RECORDS FOR THIS TASK:
────

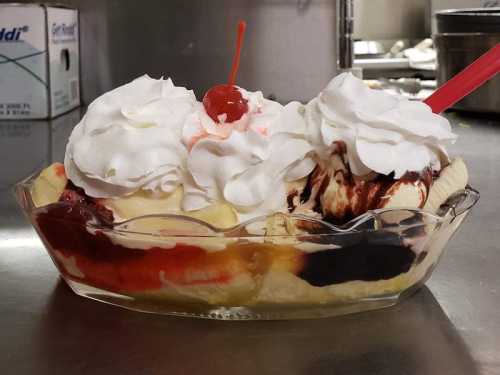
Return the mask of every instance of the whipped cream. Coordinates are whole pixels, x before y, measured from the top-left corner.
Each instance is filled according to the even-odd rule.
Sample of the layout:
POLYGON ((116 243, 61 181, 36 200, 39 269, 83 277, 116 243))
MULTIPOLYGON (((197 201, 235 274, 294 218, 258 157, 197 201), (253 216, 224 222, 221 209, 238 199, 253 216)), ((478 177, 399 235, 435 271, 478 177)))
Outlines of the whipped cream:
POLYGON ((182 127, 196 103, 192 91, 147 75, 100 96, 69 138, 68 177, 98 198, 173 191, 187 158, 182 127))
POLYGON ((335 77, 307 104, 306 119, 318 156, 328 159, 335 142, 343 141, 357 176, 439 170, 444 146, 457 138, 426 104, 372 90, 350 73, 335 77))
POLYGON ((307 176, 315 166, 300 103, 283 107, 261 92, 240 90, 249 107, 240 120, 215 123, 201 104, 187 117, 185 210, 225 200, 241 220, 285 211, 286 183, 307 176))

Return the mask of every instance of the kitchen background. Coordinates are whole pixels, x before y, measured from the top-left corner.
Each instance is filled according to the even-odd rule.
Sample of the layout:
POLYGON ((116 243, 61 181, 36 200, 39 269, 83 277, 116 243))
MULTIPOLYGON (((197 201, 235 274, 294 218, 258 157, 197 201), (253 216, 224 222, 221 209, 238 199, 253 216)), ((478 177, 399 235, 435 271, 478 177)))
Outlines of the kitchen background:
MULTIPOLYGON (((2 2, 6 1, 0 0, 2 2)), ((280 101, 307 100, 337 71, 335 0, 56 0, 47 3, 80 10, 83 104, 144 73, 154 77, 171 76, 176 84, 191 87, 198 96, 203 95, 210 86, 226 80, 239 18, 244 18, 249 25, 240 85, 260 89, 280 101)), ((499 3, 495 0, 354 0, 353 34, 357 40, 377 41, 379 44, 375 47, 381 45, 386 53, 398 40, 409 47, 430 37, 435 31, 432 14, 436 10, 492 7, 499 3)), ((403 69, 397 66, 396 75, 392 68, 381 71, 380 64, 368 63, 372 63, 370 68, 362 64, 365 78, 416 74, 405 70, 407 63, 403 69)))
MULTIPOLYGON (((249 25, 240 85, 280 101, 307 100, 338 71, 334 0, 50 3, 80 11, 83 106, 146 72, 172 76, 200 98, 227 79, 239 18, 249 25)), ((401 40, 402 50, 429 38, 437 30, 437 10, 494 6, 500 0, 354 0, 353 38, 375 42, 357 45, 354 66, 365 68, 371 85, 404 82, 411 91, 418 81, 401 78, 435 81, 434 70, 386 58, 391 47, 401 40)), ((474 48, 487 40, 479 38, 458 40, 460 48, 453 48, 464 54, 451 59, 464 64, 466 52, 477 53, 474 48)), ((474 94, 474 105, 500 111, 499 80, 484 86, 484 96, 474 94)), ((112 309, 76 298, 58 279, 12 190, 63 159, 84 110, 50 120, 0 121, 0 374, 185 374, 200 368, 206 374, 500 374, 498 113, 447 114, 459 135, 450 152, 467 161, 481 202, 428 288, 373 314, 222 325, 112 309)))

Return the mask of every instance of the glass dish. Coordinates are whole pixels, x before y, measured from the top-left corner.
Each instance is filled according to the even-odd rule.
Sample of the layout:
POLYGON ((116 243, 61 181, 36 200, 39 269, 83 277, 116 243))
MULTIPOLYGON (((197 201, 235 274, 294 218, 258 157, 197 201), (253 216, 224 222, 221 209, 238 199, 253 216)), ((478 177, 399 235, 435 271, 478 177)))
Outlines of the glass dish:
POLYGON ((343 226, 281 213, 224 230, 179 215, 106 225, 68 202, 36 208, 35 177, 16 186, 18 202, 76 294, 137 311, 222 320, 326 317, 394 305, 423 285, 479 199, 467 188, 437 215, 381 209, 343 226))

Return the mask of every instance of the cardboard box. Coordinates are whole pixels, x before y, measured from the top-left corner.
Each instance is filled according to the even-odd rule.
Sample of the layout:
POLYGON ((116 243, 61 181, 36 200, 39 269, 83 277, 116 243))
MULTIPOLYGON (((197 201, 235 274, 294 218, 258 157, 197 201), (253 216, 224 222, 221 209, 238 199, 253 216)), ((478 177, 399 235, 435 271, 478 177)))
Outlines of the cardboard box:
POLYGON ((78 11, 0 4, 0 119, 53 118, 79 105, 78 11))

────

REQUIRED ACTION:
Scan the material for the string "pixels". Copy each line where it appears.

OUTPUT FOR THIS EXERCISE:
Return the mask of every instance of the whipped cream. Coordinates are whole pixels, x before y, measured from the top-left corner.
Return the mask of every instance of the kitchen background. Coordinates are whole pixels, x before y, measured from the top-left corner.
Return the mask of every instance of the glass dish. Coordinates are whole pixels, x before y, measured from the top-left corner.
Return the mask of every instance of the cardboard box. Coordinates are whole pixels, x before y, measured from the top-left corner.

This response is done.